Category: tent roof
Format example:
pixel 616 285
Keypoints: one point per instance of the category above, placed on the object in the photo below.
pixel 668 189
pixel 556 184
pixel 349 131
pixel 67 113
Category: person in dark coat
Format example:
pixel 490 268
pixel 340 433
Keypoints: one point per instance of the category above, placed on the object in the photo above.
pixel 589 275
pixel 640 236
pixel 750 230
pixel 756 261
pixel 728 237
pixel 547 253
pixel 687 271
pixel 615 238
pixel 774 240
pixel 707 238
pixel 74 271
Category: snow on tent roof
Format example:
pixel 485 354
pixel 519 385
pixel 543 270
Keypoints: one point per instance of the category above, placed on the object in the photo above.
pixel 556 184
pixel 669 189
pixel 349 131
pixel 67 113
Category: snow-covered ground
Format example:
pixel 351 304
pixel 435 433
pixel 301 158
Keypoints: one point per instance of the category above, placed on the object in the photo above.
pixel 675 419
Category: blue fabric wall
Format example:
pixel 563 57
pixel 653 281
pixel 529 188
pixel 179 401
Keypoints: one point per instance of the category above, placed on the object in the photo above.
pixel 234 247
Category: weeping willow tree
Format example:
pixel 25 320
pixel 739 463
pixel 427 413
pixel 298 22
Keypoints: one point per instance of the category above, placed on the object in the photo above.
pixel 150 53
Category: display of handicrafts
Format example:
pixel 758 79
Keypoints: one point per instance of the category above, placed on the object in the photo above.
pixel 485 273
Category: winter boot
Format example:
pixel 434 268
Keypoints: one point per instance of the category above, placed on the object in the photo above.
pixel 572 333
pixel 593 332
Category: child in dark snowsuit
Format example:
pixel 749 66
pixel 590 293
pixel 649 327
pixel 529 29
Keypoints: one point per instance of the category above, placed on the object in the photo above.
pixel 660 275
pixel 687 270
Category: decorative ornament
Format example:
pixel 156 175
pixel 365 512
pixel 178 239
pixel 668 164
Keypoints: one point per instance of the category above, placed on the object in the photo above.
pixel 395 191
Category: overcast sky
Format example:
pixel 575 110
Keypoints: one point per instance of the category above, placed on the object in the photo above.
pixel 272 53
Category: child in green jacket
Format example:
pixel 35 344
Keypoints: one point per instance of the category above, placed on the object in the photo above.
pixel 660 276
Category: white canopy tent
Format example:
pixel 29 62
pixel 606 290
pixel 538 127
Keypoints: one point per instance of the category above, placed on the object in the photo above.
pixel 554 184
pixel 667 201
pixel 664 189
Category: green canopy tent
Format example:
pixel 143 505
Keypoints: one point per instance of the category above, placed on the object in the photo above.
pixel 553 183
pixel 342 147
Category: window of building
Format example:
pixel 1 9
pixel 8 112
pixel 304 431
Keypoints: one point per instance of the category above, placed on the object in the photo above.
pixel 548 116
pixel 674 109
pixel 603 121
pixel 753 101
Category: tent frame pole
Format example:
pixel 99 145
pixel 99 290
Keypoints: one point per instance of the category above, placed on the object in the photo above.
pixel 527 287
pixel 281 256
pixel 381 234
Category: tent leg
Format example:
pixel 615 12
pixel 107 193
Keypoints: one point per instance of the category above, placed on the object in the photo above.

__Task requirements__.
Copy out the lines of the listing from the one containing "Category: winter boot" through the one containing "pixel 753 101", both included, with no changes.

__Task solution__.
Category: winter boot
Format example:
pixel 434 268
Keypoints: one point per instance of the category above, placed on the object in the photo above.
pixel 572 333
pixel 593 332
Category: child in dark snowsuit
Format example:
pixel 749 66
pixel 590 293
pixel 649 327
pixel 529 29
Keypoints: one point per instance of the category above, placed on the object in the photo above.
pixel 660 275
pixel 687 270
Category: decorative ornament
Format example:
pixel 156 175
pixel 365 512
pixel 178 239
pixel 668 164
Keypoints: one point per instance of the category above, placed on the object in the photo above.
pixel 395 191
Category: overcast sky
Format example:
pixel 575 110
Keypoints: one point per instance of the category above, placed on the object in the photo above.
pixel 272 53
Category: child in green jacket
Format example:
pixel 35 344
Keypoints: one point per instance of the category above, placed on the object in the photo above.
pixel 660 276
Category: white canopy tent
Format example:
pixel 29 62
pixel 606 290
pixel 538 127
Keypoints: one point per instance of the category above, placed on the object in the photo above.
pixel 554 184
pixel 667 201
pixel 664 189
Category: green canopy tent
Format example:
pixel 143 505
Keypoints: one point per instance of the category above, placed on the object in the photo above.
pixel 553 183
pixel 342 147
Category: window of building
Format example:
pixel 1 9
pixel 8 112
pixel 304 431
Keypoints: one point per instance of the category above, placed on the object in the photo above.
pixel 548 116
pixel 674 109
pixel 603 121
pixel 753 101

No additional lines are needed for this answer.